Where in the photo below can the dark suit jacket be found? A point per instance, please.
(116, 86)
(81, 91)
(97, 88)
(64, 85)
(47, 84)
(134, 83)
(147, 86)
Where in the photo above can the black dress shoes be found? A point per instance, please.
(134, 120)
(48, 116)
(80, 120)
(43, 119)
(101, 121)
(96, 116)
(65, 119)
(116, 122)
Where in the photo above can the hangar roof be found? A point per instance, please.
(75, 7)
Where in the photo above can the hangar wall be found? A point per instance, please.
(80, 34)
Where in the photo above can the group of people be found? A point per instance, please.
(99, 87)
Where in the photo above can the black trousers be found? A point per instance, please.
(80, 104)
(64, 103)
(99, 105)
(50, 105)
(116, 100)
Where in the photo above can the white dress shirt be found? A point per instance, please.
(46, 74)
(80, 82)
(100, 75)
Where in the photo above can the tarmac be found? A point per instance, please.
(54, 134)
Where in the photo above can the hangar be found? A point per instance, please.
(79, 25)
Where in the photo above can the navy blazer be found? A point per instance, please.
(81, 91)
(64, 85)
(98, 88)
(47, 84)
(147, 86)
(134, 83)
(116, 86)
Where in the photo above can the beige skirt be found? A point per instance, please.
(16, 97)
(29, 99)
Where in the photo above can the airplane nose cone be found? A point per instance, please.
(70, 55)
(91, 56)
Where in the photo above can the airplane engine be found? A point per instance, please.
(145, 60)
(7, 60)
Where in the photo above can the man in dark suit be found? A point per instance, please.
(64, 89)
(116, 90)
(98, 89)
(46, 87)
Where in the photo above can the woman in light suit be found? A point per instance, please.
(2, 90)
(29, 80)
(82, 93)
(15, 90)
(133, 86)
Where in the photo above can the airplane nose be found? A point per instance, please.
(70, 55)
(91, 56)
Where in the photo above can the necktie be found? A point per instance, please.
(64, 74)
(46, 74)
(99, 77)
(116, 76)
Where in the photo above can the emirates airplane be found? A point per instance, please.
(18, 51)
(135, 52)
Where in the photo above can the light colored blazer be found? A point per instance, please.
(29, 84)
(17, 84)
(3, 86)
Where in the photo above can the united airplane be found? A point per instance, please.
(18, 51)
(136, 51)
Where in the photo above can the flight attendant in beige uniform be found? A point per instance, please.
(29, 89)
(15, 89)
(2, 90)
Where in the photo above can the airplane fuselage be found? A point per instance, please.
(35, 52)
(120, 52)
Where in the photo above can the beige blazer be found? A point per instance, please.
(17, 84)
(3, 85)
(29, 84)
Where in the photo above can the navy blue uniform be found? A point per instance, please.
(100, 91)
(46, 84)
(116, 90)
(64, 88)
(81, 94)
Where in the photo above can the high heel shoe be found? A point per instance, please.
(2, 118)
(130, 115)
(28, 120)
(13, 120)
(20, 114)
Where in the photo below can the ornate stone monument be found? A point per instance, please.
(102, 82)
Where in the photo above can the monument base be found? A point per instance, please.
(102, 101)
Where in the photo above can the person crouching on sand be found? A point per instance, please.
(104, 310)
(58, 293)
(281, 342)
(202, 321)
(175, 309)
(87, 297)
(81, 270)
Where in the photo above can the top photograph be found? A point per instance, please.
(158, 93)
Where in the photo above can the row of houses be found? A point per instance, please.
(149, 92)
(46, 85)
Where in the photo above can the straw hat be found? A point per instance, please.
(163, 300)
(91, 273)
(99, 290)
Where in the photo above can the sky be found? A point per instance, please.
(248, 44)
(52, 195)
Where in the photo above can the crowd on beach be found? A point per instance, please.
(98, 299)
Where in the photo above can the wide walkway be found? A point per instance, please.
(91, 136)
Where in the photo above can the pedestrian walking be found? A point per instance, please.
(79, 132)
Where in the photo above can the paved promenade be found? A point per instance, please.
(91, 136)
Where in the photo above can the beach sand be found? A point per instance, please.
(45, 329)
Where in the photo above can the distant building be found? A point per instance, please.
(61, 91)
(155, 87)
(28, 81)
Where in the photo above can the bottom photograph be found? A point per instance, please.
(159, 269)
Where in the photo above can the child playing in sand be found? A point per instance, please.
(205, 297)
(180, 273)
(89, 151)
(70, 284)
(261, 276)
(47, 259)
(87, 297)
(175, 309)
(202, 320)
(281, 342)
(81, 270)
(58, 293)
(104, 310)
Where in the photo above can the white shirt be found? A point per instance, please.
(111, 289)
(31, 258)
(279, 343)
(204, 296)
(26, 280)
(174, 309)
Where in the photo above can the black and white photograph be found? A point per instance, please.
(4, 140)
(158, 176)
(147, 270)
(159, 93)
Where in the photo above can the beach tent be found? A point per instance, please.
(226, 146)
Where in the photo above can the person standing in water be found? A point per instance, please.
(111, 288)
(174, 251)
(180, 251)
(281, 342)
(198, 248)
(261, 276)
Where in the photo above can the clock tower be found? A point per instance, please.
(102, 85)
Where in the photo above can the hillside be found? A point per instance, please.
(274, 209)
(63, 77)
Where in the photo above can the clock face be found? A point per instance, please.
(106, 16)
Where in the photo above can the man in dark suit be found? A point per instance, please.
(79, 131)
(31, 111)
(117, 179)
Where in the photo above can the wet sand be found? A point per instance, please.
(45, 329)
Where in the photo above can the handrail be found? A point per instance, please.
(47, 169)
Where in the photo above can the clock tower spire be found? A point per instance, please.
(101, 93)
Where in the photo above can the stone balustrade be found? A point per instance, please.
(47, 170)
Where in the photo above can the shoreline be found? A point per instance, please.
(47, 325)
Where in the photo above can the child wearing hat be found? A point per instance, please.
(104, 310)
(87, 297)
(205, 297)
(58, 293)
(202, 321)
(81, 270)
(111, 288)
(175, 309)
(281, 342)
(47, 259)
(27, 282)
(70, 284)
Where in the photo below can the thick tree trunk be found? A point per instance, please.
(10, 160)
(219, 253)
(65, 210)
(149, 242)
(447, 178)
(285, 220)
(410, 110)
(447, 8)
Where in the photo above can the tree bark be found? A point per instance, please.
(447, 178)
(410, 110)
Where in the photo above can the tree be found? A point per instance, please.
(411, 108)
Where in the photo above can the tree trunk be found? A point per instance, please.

==================================================

[WORK TO COMPLETE] All lines from the one containing "Where in the photo above can the white shirt" through the final line of the listing above are to be reproduced exactly; include both and add nothing.

[PROBLEM SOLUTION]
Where in the photo above can the white shirt be found? A point per instance, please.
(111, 289)
(31, 258)
(279, 343)
(204, 296)
(26, 280)
(174, 309)
Where in the photo above can the black and white photograph be found? A point per instance, please.
(4, 140)
(158, 176)
(147, 270)
(159, 93)
Where in the photo above can the beach tent be found? A point per instance, please.
(226, 146)
Where in the photo above can the person standing in water be found? A point per instance, please.
(111, 288)
(174, 251)
(180, 251)
(281, 342)
(198, 248)
(261, 276)
Where in the photo above can the clock tower be found? A point per instance, please.
(102, 85)
Where in the photo above can the hillside be found? A point per instance, please.
(274, 209)
(63, 77)
Where in the photo above can the clock face be found? A point per instance, please.
(106, 16)
Where in the photo above can the man in dark suit be found? A point per instance, please.
(79, 131)
(31, 111)
(117, 179)
Where in the photo above can the wet sand be found? A point per instance, please.
(45, 329)
Where in the photo above can the handrail be found? A point per instance, please.
(47, 169)
Where in the photo above can the clock tower spire be found? A point per instance, please.
(101, 93)
Where in the photo above can the stone balustrade be found? A point per instance, please.
(47, 170)
Where in the photo above can the shoreline be found? A point per instance, please.
(47, 325)
Where in the photo above can the child wearing hat be found? A point per instance, please.
(104, 310)
(87, 297)
(205, 297)
(58, 293)
(202, 321)
(81, 270)
(111, 288)
(175, 309)
(281, 342)
(47, 259)
(27, 282)
(70, 284)
Where in the photo below can the thick tree trunk be found? A point per instance, please.
(10, 160)
(219, 253)
(65, 210)
(149, 242)
(447, 178)
(285, 220)
(410, 110)
(447, 8)
Where in the photo above can the tree bark be found? A point per instance, please.
(447, 178)
(410, 110)
Where in the photo above can the tree be found? A point per instance, please.
(411, 108)
Where in the photo above can the tree trunk be found? A point per instance, please.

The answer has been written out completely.